# What is expected
Say how many lines in the records include the string "flower", adding no other words.

# Records to use
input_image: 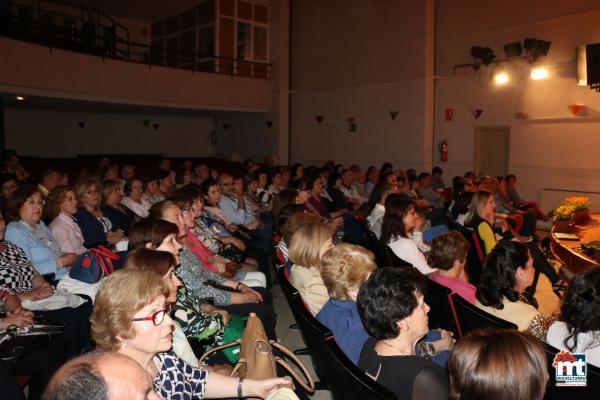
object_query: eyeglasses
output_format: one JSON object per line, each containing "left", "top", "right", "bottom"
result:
{"left": 132, "top": 304, "right": 171, "bottom": 326}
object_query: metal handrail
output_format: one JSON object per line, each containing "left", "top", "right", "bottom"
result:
{"left": 0, "top": 0, "right": 271, "bottom": 79}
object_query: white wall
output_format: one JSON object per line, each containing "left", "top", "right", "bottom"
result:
{"left": 4, "top": 108, "right": 215, "bottom": 156}
{"left": 288, "top": 0, "right": 435, "bottom": 171}
{"left": 435, "top": 0, "right": 600, "bottom": 201}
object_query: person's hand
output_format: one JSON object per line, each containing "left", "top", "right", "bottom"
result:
{"left": 432, "top": 329, "right": 455, "bottom": 352}
{"left": 239, "top": 283, "right": 263, "bottom": 301}
{"left": 245, "top": 377, "right": 294, "bottom": 398}
{"left": 212, "top": 308, "right": 230, "bottom": 325}
{"left": 58, "top": 253, "right": 78, "bottom": 268}
{"left": 201, "top": 303, "right": 217, "bottom": 314}
{"left": 107, "top": 230, "right": 124, "bottom": 244}
{"left": 214, "top": 260, "right": 226, "bottom": 274}
{"left": 245, "top": 220, "right": 259, "bottom": 230}
{"left": 0, "top": 312, "right": 33, "bottom": 329}
{"left": 33, "top": 285, "right": 54, "bottom": 300}
{"left": 13, "top": 307, "right": 34, "bottom": 319}
{"left": 228, "top": 224, "right": 238, "bottom": 232}
{"left": 414, "top": 215, "right": 426, "bottom": 232}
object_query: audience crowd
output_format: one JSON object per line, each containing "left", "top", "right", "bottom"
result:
{"left": 0, "top": 151, "right": 595, "bottom": 400}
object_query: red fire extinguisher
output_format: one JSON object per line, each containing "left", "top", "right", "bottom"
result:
{"left": 438, "top": 140, "right": 448, "bottom": 162}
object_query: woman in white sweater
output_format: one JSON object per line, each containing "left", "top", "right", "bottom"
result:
{"left": 380, "top": 194, "right": 436, "bottom": 275}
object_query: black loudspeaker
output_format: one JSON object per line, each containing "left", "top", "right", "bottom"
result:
{"left": 504, "top": 42, "right": 522, "bottom": 58}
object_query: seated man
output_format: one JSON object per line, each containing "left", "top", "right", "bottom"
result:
{"left": 431, "top": 166, "right": 446, "bottom": 190}
{"left": 417, "top": 172, "right": 445, "bottom": 209}
{"left": 43, "top": 351, "right": 159, "bottom": 400}
{"left": 218, "top": 173, "right": 258, "bottom": 228}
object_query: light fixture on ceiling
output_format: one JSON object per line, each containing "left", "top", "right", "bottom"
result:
{"left": 530, "top": 66, "right": 549, "bottom": 80}
{"left": 15, "top": 96, "right": 25, "bottom": 101}
{"left": 494, "top": 70, "right": 509, "bottom": 85}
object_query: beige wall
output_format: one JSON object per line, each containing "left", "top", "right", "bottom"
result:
{"left": 0, "top": 36, "right": 270, "bottom": 113}
{"left": 288, "top": 0, "right": 435, "bottom": 171}
{"left": 4, "top": 108, "right": 215, "bottom": 156}
{"left": 435, "top": 0, "right": 600, "bottom": 201}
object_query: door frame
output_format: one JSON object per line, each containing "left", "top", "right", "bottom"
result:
{"left": 474, "top": 126, "right": 511, "bottom": 177}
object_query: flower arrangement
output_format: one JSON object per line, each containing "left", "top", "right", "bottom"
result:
{"left": 555, "top": 205, "right": 576, "bottom": 221}
{"left": 564, "top": 196, "right": 591, "bottom": 212}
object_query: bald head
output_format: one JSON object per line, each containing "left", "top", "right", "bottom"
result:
{"left": 44, "top": 352, "right": 159, "bottom": 400}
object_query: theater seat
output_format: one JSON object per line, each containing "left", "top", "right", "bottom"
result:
{"left": 424, "top": 279, "right": 461, "bottom": 338}
{"left": 451, "top": 293, "right": 517, "bottom": 334}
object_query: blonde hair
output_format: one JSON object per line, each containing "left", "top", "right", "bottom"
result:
{"left": 74, "top": 179, "right": 100, "bottom": 209}
{"left": 91, "top": 269, "right": 168, "bottom": 351}
{"left": 281, "top": 211, "right": 322, "bottom": 244}
{"left": 288, "top": 221, "right": 332, "bottom": 269}
{"left": 465, "top": 190, "right": 492, "bottom": 225}
{"left": 101, "top": 179, "right": 121, "bottom": 203}
{"left": 320, "top": 244, "right": 376, "bottom": 300}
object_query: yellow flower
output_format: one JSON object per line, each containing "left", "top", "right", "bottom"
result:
{"left": 564, "top": 196, "right": 591, "bottom": 212}
{"left": 555, "top": 205, "right": 575, "bottom": 220}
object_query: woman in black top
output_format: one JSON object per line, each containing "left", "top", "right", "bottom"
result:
{"left": 357, "top": 268, "right": 449, "bottom": 400}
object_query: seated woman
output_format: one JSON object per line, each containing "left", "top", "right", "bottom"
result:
{"left": 142, "top": 173, "right": 165, "bottom": 205}
{"left": 167, "top": 193, "right": 264, "bottom": 286}
{"left": 148, "top": 201, "right": 277, "bottom": 339}
{"left": 73, "top": 179, "right": 125, "bottom": 249}
{"left": 449, "top": 330, "right": 548, "bottom": 400}
{"left": 305, "top": 172, "right": 345, "bottom": 221}
{"left": 121, "top": 177, "right": 151, "bottom": 218}
{"left": 547, "top": 268, "right": 600, "bottom": 367}
{"left": 366, "top": 182, "right": 394, "bottom": 239}
{"left": 316, "top": 243, "right": 376, "bottom": 364}
{"left": 126, "top": 247, "right": 228, "bottom": 370}
{"left": 100, "top": 179, "right": 136, "bottom": 235}
{"left": 200, "top": 179, "right": 238, "bottom": 236}
{"left": 380, "top": 194, "right": 436, "bottom": 275}
{"left": 326, "top": 172, "right": 354, "bottom": 211}
{"left": 428, "top": 231, "right": 476, "bottom": 304}
{"left": 91, "top": 269, "right": 291, "bottom": 400}
{"left": 5, "top": 185, "right": 78, "bottom": 280}
{"left": 356, "top": 267, "right": 448, "bottom": 400}
{"left": 0, "top": 203, "right": 91, "bottom": 359}
{"left": 278, "top": 206, "right": 321, "bottom": 266}
{"left": 465, "top": 190, "right": 561, "bottom": 290}
{"left": 128, "top": 219, "right": 231, "bottom": 358}
{"left": 288, "top": 221, "right": 334, "bottom": 315}
{"left": 46, "top": 186, "right": 87, "bottom": 255}
{"left": 506, "top": 174, "right": 545, "bottom": 219}
{"left": 176, "top": 184, "right": 249, "bottom": 265}
{"left": 475, "top": 241, "right": 555, "bottom": 339}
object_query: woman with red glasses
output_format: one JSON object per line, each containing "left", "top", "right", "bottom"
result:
{"left": 91, "top": 268, "right": 291, "bottom": 400}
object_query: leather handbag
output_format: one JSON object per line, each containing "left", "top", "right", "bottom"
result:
{"left": 70, "top": 246, "right": 120, "bottom": 283}
{"left": 199, "top": 313, "right": 315, "bottom": 394}
{"left": 221, "top": 262, "right": 242, "bottom": 279}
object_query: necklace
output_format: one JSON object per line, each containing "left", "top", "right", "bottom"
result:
{"left": 380, "top": 340, "right": 412, "bottom": 355}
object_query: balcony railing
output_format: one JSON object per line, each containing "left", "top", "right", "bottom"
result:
{"left": 0, "top": 0, "right": 271, "bottom": 79}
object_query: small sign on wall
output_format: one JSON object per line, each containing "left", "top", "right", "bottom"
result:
{"left": 445, "top": 108, "right": 453, "bottom": 121}
{"left": 347, "top": 117, "right": 357, "bottom": 132}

# Task answer
2